◆ **Task brief**
What follows is a listing; give it again exactly, in its entirety.

◆ **The input**
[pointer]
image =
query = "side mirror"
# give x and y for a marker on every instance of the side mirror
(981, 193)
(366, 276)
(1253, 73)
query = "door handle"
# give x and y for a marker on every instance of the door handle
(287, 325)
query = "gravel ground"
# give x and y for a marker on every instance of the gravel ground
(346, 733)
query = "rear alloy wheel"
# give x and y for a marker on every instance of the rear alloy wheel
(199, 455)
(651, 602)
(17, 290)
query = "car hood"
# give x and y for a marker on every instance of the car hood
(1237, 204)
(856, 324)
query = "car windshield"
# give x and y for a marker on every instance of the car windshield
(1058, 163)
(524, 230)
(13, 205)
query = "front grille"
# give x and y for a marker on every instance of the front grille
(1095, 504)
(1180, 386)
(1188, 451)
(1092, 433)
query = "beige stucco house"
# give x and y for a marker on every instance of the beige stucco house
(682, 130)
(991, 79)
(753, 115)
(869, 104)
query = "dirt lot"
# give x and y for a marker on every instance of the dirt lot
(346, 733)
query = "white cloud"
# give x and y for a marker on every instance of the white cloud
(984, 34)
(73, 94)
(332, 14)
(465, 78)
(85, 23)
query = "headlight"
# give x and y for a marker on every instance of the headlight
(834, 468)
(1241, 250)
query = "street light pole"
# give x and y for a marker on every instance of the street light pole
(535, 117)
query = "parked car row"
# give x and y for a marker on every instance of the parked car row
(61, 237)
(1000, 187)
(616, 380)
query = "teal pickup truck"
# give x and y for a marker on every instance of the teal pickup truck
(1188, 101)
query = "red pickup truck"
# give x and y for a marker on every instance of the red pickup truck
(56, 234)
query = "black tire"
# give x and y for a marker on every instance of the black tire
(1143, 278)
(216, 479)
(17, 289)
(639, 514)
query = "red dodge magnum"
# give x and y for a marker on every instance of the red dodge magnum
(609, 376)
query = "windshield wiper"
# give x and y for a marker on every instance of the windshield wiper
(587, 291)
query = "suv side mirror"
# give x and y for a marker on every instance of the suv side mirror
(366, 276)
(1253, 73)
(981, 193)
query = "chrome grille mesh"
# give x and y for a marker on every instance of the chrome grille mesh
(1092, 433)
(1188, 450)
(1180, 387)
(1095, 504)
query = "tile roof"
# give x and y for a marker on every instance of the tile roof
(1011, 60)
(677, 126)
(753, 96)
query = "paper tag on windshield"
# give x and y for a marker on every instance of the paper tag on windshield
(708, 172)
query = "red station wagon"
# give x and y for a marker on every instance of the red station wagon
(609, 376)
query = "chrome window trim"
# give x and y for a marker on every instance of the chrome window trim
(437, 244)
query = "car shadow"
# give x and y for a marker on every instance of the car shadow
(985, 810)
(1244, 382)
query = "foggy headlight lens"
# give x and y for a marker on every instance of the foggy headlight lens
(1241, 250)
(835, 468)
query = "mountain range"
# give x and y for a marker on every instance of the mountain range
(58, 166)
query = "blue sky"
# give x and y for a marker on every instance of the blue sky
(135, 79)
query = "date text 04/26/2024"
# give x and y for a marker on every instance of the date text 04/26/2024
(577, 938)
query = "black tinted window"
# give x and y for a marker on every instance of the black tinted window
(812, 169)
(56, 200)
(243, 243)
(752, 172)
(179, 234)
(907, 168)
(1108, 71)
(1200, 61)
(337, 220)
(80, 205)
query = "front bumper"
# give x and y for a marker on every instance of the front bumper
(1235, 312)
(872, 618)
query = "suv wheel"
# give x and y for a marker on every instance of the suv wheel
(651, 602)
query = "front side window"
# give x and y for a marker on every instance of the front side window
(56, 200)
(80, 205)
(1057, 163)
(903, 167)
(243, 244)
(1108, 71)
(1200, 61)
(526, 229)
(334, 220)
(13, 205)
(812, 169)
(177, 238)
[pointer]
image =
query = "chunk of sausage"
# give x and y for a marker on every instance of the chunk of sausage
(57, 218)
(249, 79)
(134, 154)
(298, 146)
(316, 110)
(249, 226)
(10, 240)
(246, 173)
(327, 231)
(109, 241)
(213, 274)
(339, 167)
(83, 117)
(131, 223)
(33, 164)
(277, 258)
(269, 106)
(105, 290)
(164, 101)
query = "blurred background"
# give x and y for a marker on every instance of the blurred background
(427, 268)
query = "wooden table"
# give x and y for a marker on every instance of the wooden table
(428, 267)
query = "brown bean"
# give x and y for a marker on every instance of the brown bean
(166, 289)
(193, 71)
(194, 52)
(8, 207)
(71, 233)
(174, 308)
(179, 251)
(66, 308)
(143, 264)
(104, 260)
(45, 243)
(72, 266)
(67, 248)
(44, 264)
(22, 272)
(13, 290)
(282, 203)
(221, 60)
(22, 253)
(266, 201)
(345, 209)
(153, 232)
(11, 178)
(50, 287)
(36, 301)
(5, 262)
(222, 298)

◆ **Exercise result**
[pointer]
image =
query = "side mirror"
# give x and y for a marker on every instance of the side mirror
(981, 193)
(366, 276)
(1253, 73)
query = "door handle"
# give x and y for a marker on every instance of the door handle
(287, 325)
query = "gravel ground"
# give x and y for a marker on every instance of the gravel ground
(346, 733)
query = "rear alloy wheel"
# give x and y for a marker on every instance of the rear alloy wheel
(199, 455)
(651, 602)
(17, 290)
query = "car hood"
# give x and y for a marker on every instance of the car hood
(1237, 204)
(856, 324)
query = "car windshield"
# give x and y for a marker on every instance of the car windshield
(1058, 163)
(524, 230)
(13, 205)
query = "front grille"
# give x and y for a marker on every instance of the front grille
(1095, 504)
(1180, 386)
(1188, 451)
(1092, 433)
query = "beige stucco house"
# give x and y for a marker on every instance of the beige stucco house
(682, 130)
(991, 79)
(753, 115)
(869, 104)
query = "dirt lot"
# give x and y for a marker on every instance of the dirt lot
(346, 733)
query = "white cloud"
# give x and y for a marker on every instance of the white cloud
(984, 34)
(73, 94)
(332, 14)
(465, 78)
(85, 23)
query = "headlight"
# give x and y for a marker on every instance of the headlight
(834, 468)
(1241, 250)
query = "street light pole"
# give x and y for a marker on every instance of the street light pole
(535, 117)
query = "parked car row"
# give x and y for a marker on every instance of the parked car row
(61, 237)
(1000, 187)
(616, 380)
query = "teal pickup truck"
# give x and y for a marker on every instance of the teal pickup truck
(1188, 101)
query = "red pickup truck"
# give x and y for a marker on every instance of the red pickup truck
(56, 234)
query = "black tire"
# give x and y for a marker on every instance of the black tire
(1143, 278)
(216, 479)
(17, 289)
(639, 514)
query = "red dodge magnum"
# give x and y for a marker on every instance of the red dodge magnum
(609, 376)
query = "windshield wiper"
# give x and y for a marker on every instance of the windshield wiper
(587, 291)
query = "suv side mirror"
# give x and y for a marker on every instance of the suv side mirror
(366, 276)
(1253, 73)
(981, 193)
query = "chrome grille mesh"
# give x and y for a marker on every instance of the chrome grille mesh
(1092, 433)
(1188, 450)
(1180, 387)
(1095, 504)
query = "tile roof"
# give x and y for a marker on every instance of the tile roof
(1011, 60)
(677, 126)
(753, 96)
query = "paper tag on windshield"
# give x and y for a marker on every instance of the paper tag on windshield
(708, 172)
query = "red station wagon"
# give x and y for a marker on every instance of the red station wagon
(609, 376)
query = "chrome window trim"
# give x and y for a marker on every instance of the chrome window trim
(437, 244)
query = "car shadow"
# give x and y for a marker on every instance of the car shadow
(985, 810)
(1244, 382)
query = "foggy headlight lens"
# give x and y for a marker on every instance of the foggy headlight lens
(1241, 250)
(835, 468)
query = "mountain range"
# give x and y for a marker on every instance of the mountain range
(58, 166)
query = "blue sky"
# give x and y for a marker on every instance of the blue sky
(135, 79)
query = "date text 04/26/2024"
# give x and y for a marker on every instance of the date text 04/26/2024
(577, 938)
query = "black tinted window"
# give x and y for a marker on every instance of the black tinted window
(812, 169)
(56, 200)
(243, 243)
(752, 172)
(179, 234)
(907, 168)
(1108, 71)
(1200, 61)
(337, 220)
(80, 205)
query = "front bumper"
# give x and y for a marker on every instance of the front bumper
(1235, 312)
(872, 618)
query = "suv wheel"
# give x and y for a marker on every instance of the suv wheel
(651, 602)
query = "front side window"
# give x and y for a marker on every instance of the front side window
(56, 200)
(80, 205)
(1057, 163)
(903, 167)
(243, 244)
(1108, 71)
(1200, 61)
(526, 229)
(334, 220)
(13, 205)
(812, 169)
(177, 238)
[pointer]
image =
query = "chunk of sausage"
# give x and y for a marker on every instance of the chunk of sausage
(57, 218)
(249, 79)
(134, 154)
(298, 146)
(316, 110)
(249, 226)
(10, 240)
(246, 173)
(327, 231)
(109, 241)
(213, 274)
(339, 167)
(83, 117)
(131, 223)
(33, 164)
(277, 258)
(269, 106)
(105, 290)
(164, 101)
query = "blurred background"
# give x and y for a marker on every instance of the blurred background
(427, 268)
query = "wooden table"
# give x and y for a marker on every instance of the wooden table
(428, 267)
query = "brown bean"
# give x and y for a marker on every instance of the brown bean
(166, 289)
(193, 71)
(194, 52)
(8, 207)
(71, 233)
(174, 308)
(179, 251)
(66, 308)
(143, 264)
(104, 260)
(45, 243)
(72, 266)
(67, 248)
(44, 264)
(22, 272)
(13, 290)
(282, 203)
(221, 60)
(22, 253)
(266, 201)
(345, 209)
(153, 232)
(11, 178)
(50, 287)
(36, 301)
(5, 262)
(222, 298)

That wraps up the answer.